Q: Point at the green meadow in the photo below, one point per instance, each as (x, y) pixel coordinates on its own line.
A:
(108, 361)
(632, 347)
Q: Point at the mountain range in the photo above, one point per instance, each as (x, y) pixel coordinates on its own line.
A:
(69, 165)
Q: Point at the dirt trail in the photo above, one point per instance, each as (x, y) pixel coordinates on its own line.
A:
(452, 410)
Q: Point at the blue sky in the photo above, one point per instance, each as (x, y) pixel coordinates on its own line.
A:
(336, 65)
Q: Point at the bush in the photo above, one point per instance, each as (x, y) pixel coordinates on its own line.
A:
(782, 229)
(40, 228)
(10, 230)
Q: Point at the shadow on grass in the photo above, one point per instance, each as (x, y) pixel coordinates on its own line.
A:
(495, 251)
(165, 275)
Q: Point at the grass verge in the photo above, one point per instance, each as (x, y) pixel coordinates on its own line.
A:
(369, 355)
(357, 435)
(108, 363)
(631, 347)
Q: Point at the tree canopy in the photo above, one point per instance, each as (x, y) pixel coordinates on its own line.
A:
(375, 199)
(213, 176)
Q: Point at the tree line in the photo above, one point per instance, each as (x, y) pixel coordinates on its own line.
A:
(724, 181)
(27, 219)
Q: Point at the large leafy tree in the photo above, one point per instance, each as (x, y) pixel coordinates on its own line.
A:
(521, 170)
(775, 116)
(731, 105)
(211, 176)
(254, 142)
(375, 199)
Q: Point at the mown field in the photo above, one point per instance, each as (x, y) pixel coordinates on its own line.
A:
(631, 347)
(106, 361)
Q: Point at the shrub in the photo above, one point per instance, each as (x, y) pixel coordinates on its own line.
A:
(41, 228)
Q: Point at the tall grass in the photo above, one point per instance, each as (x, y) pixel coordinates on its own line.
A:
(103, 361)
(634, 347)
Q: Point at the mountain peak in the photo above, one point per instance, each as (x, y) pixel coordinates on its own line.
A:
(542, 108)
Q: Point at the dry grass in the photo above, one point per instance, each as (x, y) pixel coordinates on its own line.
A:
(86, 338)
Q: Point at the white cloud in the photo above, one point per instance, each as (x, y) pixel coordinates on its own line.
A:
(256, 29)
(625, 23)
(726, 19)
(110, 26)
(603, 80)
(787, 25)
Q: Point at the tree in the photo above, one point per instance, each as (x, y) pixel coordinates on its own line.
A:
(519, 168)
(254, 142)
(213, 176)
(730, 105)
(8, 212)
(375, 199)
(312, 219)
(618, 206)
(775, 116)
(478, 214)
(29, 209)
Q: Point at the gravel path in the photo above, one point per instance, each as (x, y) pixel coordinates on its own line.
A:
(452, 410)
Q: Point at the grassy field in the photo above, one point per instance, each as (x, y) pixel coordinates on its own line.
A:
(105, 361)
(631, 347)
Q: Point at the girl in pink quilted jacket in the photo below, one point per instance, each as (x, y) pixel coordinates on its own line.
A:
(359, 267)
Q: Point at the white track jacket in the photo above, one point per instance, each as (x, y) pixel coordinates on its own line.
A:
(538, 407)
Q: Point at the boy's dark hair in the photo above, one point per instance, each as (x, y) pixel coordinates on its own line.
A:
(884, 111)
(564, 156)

+ + + + + + +

EXERCISE DETAILS:
Extract every line above exactly as it stands.

RESULT:
Q: Point at the green meadow in the photo below, one point per instance, each as (x, y) pixel coordinates on its own line.
A:
(108, 361)
(632, 347)
Q: Point at the mountain range in the photo above, one point per instance, each as (x, y) pixel coordinates on its own line.
A:
(69, 165)
Q: Point at the dirt trail in the photo above, one point per instance, each as (x, y) pixel coordinates on its own line.
A:
(452, 410)
Q: Point at the blue sky in the photo above, one point per instance, each as (x, y) pixel coordinates on its own line.
A:
(336, 65)
Q: Point at the bush in the photo above, one point per instance, each as (x, y) pixel coordinates on its own line.
A:
(782, 229)
(40, 228)
(10, 230)
Q: Point at the shadow on grass in the photo above, one point per instance, each as (x, y) pixel coordinates on its own line.
A:
(495, 251)
(165, 275)
Q: Point at the grass verge in the photo above, one point per instance, each as (x, y) pixel coordinates on its own line.
A:
(369, 355)
(357, 435)
(108, 363)
(631, 347)
Q: Point at the tree canopy in the photo above, one point per instance, each as (x, y) pixel coordinates on its own line.
A:
(375, 199)
(213, 176)
Q: Point at the tree line in the photo above, one point per instance, each as (x, y) pixel coordinates on its own line.
A:
(724, 181)
(27, 219)
Q: Point at the large leafy tree in the photo above, one point per instance, each as (x, y) pixel coordinates on its own line.
A:
(521, 170)
(775, 116)
(731, 105)
(211, 176)
(254, 142)
(375, 199)
Q: Point at the mown field in the photo above, one point per instance, each as (x, y) pixel coordinates on its own line.
A:
(631, 347)
(106, 361)
Q: Point at the shrub in the photo above, one point per instance, each as (x, y) pixel coordinates on its own line.
A:
(41, 228)
Q: Point at the tall grass in the photo above, one point per instance, each as (x, y) pixel coordinates on its own line.
A:
(103, 361)
(634, 347)
Q: Point at the mountain peak in the photo above, one point per instance, each as (x, y) pixel coordinates on its own line.
A:
(542, 108)
Q: Point at the dry grass in the photo above, one point per instance, each as (x, y) pixel coordinates on its own line.
A:
(86, 338)
Q: Point at the white cloud in the photo above, one point per instance, each as (x, y) pixel coordinates on its own line.
A:
(256, 29)
(625, 23)
(726, 19)
(110, 26)
(603, 80)
(787, 25)
Q: Point at the tree in the photo above, one point per instance, each as (x, y) pixel coordinates on its own line.
A:
(519, 168)
(254, 142)
(213, 176)
(730, 105)
(8, 212)
(375, 199)
(312, 219)
(618, 206)
(775, 116)
(478, 214)
(29, 209)
Q: Point at the gravel path in the photo above, one point per instance, each as (x, y) pixel coordinates on its own line.
A:
(452, 410)
Q: Point at the grassy field in the photo above, one point per instance, each as (x, y) pixel coordinates on its own line.
A:
(105, 361)
(631, 347)
Q: Point at the girl in pink quilted jacket in the photo below, one point per instance, each as (x, y) pixel coordinates on its own line.
A:
(359, 267)
Q: Point at the white track jacket in the photo above, one point per instance, each as (x, y) pixel coordinates on its own line.
A:
(538, 407)
Q: Point at the boy's dark hair in the photo above, one point per instance, each as (x, y) pixel coordinates on its own line.
A:
(884, 111)
(564, 156)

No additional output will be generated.